Stored items:

- - -

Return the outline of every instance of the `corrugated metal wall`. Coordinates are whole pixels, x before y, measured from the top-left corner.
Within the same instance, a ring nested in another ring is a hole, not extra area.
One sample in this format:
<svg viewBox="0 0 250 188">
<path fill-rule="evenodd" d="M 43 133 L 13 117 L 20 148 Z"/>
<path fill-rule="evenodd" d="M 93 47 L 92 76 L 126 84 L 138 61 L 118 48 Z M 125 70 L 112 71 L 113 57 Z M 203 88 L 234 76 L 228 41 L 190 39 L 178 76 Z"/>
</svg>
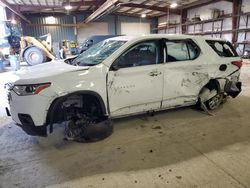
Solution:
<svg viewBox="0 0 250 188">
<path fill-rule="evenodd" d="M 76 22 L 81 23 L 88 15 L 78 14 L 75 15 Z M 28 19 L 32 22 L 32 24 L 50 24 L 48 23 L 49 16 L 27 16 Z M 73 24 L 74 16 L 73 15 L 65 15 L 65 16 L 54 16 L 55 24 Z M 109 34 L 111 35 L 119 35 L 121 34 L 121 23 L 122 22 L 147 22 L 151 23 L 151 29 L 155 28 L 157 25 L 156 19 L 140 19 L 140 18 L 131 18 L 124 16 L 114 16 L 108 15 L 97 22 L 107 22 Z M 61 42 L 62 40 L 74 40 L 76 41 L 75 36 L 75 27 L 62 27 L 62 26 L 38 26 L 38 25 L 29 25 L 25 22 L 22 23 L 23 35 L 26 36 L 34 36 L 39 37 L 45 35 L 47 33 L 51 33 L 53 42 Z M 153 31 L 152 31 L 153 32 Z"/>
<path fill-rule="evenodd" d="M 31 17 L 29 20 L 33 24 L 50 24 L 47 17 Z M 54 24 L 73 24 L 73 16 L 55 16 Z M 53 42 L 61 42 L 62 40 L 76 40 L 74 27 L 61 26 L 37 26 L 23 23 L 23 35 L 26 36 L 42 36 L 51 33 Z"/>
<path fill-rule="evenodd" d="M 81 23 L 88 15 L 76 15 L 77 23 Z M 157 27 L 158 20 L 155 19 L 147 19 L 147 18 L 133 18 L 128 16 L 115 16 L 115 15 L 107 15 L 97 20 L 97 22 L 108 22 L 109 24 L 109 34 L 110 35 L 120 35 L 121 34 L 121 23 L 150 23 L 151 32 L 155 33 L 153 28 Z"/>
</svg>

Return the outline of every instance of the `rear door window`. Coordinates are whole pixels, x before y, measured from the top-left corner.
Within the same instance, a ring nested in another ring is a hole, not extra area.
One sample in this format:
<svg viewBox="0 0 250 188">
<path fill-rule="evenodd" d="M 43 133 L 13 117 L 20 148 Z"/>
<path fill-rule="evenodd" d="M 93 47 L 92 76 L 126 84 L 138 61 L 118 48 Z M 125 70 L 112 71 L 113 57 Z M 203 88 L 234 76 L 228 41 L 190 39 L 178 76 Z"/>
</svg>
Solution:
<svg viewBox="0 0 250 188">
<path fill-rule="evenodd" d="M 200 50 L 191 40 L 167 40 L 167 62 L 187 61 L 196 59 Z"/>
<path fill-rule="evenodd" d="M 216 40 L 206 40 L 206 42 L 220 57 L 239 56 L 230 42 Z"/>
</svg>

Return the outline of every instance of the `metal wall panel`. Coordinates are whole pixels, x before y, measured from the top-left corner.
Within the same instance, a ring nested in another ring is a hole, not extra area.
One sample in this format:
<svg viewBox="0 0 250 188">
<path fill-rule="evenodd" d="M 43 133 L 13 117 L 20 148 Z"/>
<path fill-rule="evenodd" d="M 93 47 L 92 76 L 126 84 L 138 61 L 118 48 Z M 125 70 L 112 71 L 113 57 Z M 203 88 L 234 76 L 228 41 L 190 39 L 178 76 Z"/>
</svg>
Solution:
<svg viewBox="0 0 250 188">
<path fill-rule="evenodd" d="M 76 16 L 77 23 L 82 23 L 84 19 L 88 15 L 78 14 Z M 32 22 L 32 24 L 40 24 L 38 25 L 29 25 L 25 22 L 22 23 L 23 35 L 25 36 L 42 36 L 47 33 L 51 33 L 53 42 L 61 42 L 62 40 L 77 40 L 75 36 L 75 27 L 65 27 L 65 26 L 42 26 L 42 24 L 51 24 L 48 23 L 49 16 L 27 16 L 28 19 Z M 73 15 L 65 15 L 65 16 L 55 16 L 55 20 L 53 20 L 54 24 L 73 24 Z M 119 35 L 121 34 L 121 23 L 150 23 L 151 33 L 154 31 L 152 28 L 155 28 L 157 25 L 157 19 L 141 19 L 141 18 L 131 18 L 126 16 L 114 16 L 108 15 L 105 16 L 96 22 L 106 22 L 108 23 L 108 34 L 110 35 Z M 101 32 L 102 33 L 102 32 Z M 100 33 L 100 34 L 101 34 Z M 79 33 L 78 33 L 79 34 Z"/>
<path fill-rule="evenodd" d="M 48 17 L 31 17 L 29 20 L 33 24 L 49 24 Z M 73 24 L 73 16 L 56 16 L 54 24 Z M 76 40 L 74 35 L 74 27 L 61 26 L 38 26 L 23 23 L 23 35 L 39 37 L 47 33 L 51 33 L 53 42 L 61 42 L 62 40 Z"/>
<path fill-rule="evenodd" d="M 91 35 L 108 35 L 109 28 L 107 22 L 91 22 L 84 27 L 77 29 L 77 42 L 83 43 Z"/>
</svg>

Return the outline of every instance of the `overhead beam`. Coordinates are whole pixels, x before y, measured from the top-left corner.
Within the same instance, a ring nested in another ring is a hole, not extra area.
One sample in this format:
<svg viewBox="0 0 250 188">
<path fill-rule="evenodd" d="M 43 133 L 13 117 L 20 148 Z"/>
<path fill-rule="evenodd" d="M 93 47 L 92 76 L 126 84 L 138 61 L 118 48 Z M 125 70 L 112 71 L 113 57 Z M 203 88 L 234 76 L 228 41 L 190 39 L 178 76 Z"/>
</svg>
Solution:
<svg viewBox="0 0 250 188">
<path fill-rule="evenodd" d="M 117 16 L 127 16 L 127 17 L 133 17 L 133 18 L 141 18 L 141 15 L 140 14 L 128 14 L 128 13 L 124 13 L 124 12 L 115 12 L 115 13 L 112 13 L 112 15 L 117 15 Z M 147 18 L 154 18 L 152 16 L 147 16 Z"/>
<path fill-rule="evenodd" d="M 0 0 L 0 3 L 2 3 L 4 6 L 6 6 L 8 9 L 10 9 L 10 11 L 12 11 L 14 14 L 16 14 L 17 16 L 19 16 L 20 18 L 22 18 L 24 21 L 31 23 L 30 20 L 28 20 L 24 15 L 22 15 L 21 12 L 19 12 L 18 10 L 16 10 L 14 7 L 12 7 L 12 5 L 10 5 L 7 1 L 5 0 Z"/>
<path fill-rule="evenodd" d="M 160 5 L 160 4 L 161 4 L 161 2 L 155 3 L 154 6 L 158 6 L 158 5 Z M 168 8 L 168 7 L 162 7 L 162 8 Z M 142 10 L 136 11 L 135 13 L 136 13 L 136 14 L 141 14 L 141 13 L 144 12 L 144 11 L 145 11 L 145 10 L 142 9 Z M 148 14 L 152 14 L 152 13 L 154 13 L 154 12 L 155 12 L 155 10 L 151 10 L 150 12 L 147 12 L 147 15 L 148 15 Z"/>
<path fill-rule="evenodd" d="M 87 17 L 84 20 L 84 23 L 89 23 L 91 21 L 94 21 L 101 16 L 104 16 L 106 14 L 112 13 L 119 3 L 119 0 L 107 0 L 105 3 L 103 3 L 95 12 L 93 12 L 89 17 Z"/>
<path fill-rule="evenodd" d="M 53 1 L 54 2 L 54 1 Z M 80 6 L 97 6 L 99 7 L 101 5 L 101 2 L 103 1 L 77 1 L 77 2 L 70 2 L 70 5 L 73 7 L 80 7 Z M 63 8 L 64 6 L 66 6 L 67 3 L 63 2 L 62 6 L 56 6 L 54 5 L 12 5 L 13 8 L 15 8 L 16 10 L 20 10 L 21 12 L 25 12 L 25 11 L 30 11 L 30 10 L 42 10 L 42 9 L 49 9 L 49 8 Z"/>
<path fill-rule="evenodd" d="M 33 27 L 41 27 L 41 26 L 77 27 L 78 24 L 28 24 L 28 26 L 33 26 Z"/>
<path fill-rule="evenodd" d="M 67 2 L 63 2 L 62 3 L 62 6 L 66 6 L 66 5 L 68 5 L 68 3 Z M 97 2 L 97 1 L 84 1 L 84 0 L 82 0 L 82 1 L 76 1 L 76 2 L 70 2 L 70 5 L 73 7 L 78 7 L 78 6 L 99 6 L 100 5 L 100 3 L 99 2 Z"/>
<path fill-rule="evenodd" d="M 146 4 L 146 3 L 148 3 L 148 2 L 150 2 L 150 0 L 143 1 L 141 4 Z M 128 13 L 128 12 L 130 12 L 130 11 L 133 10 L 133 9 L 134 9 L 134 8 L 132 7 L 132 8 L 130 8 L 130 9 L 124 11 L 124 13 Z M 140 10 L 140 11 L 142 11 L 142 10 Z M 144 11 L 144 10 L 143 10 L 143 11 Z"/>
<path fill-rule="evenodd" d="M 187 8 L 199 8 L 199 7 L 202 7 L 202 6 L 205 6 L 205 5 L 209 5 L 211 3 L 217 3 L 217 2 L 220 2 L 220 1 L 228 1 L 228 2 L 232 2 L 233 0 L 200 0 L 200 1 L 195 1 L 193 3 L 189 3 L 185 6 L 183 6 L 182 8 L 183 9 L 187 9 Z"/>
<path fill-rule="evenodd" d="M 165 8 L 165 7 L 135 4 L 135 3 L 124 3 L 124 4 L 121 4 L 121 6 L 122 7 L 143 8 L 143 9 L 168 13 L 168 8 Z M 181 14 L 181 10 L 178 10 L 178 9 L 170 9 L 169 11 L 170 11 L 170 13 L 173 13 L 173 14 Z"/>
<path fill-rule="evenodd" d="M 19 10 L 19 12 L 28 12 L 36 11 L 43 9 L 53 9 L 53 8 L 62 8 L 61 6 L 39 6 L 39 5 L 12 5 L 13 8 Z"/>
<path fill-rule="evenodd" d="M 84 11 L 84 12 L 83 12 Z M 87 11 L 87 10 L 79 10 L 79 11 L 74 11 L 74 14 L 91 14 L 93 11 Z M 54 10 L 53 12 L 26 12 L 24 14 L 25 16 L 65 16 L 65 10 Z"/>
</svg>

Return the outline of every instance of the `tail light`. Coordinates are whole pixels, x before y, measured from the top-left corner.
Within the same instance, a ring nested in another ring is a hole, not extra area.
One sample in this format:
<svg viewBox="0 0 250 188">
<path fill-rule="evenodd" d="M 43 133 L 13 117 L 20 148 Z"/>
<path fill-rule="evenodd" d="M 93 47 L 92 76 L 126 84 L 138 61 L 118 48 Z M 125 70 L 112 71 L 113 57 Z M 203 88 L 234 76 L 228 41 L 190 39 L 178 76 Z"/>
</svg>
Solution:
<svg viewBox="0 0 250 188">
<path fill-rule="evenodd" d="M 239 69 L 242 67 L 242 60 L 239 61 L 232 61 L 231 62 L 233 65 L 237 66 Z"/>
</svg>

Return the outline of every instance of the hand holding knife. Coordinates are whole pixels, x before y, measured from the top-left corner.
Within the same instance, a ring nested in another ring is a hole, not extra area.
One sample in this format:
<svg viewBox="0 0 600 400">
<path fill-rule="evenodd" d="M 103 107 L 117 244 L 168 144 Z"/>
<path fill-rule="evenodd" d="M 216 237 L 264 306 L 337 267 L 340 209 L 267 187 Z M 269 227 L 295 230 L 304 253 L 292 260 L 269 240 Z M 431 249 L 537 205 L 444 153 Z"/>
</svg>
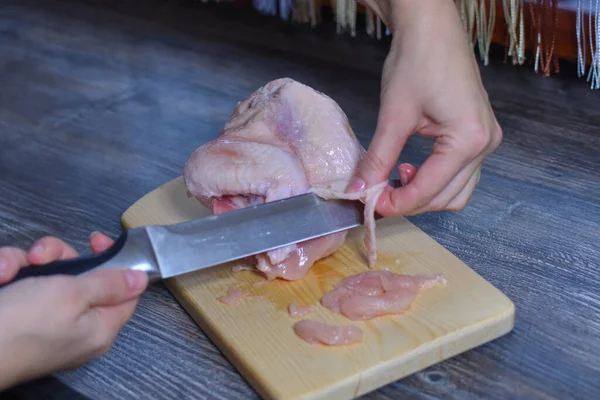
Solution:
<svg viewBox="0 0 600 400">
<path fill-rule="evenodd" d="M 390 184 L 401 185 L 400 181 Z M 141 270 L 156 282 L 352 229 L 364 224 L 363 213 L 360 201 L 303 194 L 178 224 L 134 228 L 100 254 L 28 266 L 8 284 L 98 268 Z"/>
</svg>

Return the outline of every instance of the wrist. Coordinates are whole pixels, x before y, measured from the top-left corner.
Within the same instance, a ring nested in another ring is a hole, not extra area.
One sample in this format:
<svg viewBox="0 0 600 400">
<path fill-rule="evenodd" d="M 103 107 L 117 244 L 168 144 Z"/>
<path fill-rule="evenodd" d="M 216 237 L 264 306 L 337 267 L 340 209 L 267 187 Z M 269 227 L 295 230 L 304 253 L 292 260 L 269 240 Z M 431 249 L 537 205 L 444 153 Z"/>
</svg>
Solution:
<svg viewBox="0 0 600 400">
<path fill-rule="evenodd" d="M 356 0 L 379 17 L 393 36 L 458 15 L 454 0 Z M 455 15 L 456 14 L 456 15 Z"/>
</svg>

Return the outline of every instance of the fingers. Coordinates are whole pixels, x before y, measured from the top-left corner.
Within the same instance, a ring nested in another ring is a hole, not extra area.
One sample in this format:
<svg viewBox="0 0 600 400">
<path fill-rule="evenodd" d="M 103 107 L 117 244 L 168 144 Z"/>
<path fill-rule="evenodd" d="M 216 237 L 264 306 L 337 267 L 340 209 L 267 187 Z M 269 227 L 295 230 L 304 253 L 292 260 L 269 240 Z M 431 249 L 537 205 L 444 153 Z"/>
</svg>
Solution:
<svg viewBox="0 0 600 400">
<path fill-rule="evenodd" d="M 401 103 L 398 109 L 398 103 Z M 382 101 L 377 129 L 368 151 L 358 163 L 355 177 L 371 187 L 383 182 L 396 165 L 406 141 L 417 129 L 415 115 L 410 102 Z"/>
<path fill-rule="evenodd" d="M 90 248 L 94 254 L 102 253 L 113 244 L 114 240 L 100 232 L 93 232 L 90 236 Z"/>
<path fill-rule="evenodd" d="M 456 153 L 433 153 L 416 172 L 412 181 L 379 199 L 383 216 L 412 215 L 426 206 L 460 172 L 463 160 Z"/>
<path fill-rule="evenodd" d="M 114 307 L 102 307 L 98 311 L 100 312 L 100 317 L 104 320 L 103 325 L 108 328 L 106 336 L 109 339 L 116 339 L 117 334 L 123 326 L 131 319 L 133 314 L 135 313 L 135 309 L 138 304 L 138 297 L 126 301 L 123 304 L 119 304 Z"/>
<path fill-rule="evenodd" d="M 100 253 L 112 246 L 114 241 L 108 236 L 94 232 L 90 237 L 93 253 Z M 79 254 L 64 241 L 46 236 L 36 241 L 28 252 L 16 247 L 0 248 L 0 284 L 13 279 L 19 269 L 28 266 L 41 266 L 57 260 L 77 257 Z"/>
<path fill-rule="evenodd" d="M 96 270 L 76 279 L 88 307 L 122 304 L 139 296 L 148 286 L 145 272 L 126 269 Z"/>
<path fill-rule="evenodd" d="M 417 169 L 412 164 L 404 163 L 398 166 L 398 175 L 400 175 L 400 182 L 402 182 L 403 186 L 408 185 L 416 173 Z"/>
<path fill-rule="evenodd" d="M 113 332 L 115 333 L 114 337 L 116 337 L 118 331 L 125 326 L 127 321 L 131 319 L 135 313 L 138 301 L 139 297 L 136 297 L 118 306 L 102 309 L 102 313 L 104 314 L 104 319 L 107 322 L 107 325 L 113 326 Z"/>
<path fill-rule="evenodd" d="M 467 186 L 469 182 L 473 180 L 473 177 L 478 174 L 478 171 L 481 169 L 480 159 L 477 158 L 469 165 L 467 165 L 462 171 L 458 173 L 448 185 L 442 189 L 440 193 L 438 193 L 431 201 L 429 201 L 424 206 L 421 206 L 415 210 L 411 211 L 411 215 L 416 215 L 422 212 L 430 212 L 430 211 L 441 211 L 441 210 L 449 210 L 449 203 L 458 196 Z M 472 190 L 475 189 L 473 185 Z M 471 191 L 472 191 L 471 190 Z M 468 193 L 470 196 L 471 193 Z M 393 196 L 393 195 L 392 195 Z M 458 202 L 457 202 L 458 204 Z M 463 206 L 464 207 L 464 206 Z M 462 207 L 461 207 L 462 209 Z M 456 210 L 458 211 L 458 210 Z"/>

- - -

In the records, find every line that has the string "metal" and copy it.

Return the outline of every instance of the `corrugated metal wall`. Coordinates are whole pixels, x before y, measured from the top-left corner.
Return the outline of every instance of the `metal wall panel`. Coordinates are whole pixels, x before y, measured from the top-left corner.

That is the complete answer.